■ **What you have to do**
Gather every line in the records below that contains the string "white" and copy each one out. Case counts.

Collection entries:

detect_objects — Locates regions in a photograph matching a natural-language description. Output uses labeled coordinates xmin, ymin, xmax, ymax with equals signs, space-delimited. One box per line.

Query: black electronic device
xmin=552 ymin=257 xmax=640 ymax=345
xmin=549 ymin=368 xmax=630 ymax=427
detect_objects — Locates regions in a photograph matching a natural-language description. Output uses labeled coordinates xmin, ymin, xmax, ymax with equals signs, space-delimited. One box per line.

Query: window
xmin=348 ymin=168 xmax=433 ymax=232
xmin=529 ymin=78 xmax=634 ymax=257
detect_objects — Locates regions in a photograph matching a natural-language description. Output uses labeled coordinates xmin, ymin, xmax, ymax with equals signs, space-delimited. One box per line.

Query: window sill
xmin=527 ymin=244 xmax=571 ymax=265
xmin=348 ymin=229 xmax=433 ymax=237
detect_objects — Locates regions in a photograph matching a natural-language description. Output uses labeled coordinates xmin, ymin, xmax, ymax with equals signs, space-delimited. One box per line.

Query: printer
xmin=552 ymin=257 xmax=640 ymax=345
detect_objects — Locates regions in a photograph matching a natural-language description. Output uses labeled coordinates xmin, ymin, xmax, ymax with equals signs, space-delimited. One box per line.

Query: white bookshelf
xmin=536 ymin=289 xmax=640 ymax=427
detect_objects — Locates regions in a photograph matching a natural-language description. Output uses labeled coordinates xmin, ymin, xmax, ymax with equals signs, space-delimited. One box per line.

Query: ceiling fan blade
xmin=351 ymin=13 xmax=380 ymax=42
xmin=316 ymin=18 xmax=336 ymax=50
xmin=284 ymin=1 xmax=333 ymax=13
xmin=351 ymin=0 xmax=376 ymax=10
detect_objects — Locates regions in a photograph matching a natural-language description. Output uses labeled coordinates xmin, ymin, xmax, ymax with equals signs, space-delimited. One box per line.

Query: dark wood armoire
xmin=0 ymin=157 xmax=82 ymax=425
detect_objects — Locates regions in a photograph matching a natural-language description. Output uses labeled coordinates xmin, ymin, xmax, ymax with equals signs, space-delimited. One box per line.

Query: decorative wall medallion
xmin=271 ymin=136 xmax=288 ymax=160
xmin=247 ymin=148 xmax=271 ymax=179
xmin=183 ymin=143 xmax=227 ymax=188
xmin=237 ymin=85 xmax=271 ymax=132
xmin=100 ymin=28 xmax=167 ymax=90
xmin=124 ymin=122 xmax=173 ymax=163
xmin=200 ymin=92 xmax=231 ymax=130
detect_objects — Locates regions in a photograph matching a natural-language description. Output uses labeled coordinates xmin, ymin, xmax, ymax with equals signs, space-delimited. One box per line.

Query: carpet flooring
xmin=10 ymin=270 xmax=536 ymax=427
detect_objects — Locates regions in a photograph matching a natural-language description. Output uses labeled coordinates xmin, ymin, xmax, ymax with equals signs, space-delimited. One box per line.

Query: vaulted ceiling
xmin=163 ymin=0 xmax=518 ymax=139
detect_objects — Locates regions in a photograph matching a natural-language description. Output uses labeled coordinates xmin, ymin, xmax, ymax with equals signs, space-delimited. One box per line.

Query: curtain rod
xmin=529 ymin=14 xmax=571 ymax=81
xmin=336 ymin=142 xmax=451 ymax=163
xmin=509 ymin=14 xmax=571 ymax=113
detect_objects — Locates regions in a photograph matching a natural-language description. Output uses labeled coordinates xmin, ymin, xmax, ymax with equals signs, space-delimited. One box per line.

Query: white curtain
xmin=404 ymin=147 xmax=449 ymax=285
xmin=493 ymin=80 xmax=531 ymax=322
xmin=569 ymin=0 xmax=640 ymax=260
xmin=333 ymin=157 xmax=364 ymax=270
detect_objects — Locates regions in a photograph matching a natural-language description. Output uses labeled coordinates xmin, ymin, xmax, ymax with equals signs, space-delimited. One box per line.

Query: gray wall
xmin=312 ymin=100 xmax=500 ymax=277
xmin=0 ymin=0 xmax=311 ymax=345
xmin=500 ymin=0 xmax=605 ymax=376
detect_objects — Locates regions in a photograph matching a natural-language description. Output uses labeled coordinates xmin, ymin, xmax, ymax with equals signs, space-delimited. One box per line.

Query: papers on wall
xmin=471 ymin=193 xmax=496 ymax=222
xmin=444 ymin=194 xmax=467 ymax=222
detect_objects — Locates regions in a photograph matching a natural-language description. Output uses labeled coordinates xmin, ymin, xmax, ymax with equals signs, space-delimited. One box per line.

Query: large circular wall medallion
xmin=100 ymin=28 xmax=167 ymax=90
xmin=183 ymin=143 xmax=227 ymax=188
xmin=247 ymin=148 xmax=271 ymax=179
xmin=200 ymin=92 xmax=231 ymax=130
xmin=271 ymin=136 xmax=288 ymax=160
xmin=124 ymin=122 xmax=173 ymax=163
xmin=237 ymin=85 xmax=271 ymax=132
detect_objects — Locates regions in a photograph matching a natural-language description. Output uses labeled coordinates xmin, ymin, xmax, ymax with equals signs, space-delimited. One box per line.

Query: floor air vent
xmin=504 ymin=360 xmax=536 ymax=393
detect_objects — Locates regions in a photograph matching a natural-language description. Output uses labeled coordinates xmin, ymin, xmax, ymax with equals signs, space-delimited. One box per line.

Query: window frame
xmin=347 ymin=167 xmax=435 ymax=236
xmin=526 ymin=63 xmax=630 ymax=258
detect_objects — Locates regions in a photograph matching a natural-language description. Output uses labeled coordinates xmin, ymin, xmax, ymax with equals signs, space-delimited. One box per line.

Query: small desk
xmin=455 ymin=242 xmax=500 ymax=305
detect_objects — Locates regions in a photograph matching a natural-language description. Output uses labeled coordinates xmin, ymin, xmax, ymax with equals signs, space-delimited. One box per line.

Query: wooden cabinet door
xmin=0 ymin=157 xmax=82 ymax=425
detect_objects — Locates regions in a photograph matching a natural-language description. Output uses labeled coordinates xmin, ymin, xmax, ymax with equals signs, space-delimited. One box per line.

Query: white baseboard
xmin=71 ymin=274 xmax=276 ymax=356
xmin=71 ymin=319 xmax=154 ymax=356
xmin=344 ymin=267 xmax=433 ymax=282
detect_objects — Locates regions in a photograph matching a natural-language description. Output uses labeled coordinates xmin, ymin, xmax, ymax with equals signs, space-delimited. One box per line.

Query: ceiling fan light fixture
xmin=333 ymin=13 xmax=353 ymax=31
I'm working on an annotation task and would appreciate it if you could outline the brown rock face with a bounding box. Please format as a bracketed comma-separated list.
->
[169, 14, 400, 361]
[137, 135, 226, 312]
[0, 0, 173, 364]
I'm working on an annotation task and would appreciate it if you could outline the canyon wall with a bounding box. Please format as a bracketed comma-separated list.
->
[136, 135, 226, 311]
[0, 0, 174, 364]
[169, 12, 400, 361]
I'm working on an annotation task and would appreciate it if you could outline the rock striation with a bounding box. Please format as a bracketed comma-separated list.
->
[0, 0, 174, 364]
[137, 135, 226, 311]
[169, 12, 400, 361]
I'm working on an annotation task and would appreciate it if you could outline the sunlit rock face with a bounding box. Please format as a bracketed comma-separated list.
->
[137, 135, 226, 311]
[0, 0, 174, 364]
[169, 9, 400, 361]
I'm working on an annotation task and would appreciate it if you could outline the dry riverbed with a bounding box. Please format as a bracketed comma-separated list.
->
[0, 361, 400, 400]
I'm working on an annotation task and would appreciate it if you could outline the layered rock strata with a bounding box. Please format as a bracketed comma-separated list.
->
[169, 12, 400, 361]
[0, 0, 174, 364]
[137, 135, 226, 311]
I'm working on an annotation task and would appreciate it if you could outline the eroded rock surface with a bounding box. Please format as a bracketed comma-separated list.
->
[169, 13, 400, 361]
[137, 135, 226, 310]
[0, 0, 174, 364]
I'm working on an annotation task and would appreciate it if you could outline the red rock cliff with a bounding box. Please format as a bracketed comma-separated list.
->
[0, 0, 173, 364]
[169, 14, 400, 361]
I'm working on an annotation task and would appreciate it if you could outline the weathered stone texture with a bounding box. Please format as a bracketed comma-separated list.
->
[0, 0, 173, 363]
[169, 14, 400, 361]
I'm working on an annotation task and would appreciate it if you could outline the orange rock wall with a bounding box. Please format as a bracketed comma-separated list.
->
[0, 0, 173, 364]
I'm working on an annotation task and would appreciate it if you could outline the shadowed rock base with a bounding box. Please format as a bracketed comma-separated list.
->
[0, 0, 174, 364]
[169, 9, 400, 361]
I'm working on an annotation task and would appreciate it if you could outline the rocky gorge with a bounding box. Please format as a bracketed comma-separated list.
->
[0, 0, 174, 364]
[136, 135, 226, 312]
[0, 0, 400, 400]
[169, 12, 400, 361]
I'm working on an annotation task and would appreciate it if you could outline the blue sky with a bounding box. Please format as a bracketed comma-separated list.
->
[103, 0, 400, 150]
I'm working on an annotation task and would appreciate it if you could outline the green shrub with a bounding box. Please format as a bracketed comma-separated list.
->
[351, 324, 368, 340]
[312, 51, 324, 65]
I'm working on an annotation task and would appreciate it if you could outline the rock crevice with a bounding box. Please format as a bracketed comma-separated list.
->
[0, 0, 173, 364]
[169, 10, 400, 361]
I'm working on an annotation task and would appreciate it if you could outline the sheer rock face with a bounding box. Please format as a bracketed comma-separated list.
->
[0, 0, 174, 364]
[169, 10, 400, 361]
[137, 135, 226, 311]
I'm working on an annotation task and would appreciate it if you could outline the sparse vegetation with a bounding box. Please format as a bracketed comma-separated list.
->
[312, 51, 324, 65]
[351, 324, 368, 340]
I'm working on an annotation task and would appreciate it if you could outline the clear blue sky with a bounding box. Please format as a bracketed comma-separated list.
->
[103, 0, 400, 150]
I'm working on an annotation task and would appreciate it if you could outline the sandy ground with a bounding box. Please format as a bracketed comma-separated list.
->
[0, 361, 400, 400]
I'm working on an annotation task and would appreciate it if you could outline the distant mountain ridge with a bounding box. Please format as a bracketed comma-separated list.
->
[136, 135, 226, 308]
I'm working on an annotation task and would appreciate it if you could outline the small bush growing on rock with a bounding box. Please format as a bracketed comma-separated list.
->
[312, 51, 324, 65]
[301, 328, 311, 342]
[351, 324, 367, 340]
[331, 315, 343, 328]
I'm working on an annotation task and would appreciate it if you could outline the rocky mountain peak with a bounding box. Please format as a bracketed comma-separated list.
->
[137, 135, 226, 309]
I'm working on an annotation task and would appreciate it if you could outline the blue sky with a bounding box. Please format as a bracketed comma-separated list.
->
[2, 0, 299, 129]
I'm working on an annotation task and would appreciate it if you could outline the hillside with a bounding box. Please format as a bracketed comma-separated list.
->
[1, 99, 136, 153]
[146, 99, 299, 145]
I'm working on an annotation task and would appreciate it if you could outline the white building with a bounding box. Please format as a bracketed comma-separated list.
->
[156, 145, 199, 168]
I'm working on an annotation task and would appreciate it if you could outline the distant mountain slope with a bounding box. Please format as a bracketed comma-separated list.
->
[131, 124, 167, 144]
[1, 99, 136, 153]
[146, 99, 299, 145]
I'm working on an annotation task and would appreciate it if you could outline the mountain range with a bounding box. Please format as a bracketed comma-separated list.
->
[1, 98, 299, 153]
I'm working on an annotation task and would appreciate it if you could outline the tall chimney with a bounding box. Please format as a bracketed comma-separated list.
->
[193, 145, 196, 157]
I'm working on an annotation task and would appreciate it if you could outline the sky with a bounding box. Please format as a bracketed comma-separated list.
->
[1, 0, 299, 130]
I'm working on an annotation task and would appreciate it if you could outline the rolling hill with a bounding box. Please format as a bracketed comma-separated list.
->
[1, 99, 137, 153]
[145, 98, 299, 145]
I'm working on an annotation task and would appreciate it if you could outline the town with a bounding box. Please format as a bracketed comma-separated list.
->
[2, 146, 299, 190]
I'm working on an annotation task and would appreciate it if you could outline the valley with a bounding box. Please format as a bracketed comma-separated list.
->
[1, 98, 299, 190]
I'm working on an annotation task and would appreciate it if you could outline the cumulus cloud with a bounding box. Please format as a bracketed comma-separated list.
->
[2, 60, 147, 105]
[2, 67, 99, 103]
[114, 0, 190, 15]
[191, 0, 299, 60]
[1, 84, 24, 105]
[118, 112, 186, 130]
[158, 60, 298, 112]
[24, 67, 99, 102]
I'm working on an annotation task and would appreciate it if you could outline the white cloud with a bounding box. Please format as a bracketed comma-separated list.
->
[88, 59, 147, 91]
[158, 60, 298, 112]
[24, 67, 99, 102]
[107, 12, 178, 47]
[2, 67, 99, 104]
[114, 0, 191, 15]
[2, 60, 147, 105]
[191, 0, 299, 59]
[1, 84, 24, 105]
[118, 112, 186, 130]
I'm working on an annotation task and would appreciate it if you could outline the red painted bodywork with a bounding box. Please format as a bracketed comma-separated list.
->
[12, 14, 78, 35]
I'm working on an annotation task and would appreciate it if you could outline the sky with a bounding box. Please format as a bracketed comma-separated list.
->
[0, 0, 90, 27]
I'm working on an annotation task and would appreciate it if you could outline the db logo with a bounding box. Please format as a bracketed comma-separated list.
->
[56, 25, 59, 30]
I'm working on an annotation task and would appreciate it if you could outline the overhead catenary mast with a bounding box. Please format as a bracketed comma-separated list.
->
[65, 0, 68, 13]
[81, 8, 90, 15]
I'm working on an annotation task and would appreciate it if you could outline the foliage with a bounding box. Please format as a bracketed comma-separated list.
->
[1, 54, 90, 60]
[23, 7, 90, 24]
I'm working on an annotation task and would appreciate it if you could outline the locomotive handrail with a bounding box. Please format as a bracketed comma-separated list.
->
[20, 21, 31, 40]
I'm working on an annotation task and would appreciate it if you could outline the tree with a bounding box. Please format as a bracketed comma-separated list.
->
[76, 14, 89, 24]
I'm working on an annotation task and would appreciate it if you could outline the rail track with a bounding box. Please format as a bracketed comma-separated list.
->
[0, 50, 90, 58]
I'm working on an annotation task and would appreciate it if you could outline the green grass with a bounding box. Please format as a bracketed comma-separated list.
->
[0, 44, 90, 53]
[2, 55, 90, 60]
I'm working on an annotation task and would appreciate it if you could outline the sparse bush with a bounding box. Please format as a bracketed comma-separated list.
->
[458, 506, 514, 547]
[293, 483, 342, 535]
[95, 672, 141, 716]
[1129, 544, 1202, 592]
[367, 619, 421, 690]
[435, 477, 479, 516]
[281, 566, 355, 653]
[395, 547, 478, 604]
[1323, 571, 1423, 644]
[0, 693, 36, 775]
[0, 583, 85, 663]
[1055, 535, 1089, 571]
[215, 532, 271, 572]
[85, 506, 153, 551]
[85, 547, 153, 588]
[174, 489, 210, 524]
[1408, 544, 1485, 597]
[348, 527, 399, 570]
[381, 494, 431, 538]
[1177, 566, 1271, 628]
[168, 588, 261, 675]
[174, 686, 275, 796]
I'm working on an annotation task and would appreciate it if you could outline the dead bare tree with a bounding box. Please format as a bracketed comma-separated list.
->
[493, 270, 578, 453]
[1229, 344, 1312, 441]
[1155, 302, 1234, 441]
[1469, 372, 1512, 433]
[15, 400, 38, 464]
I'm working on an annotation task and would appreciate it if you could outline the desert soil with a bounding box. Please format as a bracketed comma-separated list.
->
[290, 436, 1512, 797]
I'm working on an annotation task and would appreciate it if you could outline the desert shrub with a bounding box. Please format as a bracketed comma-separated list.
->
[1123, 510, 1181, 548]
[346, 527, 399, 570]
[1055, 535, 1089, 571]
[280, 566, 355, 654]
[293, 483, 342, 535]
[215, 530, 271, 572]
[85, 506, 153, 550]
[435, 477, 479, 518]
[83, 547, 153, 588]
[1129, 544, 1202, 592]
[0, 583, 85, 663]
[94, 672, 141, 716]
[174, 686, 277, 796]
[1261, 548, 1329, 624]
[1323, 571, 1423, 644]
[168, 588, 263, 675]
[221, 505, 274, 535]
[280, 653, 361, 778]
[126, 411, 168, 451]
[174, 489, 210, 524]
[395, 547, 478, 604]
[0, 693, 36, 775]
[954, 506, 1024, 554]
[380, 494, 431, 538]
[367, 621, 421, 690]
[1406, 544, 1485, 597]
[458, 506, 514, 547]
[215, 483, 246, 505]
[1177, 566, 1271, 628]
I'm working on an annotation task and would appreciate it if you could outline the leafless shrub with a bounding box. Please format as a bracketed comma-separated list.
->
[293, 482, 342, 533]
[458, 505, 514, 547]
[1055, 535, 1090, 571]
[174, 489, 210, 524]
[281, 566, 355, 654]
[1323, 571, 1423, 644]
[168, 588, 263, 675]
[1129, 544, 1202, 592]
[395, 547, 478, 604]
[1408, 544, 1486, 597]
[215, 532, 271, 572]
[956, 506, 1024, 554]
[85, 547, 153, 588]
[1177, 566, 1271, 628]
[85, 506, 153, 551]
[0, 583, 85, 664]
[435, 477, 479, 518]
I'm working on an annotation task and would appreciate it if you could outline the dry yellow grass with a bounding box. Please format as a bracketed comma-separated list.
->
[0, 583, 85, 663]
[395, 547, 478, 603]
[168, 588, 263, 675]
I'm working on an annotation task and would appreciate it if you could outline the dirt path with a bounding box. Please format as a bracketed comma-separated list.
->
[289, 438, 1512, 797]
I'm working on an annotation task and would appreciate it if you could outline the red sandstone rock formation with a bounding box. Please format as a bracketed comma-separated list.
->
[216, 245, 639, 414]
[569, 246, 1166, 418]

■ **Correct answer**
Query: white bookshelf
Query: white curtain
Query: white baseboard
I'm working on an annotation task and would appreciate it if you could outline the white building with a bounding box. Please format as a bracketed comma-separated list.
I'm working on an annotation task and would appreciate it if you could outline the white cloud with a bounding box. Please format as a bracketed comma-separated list.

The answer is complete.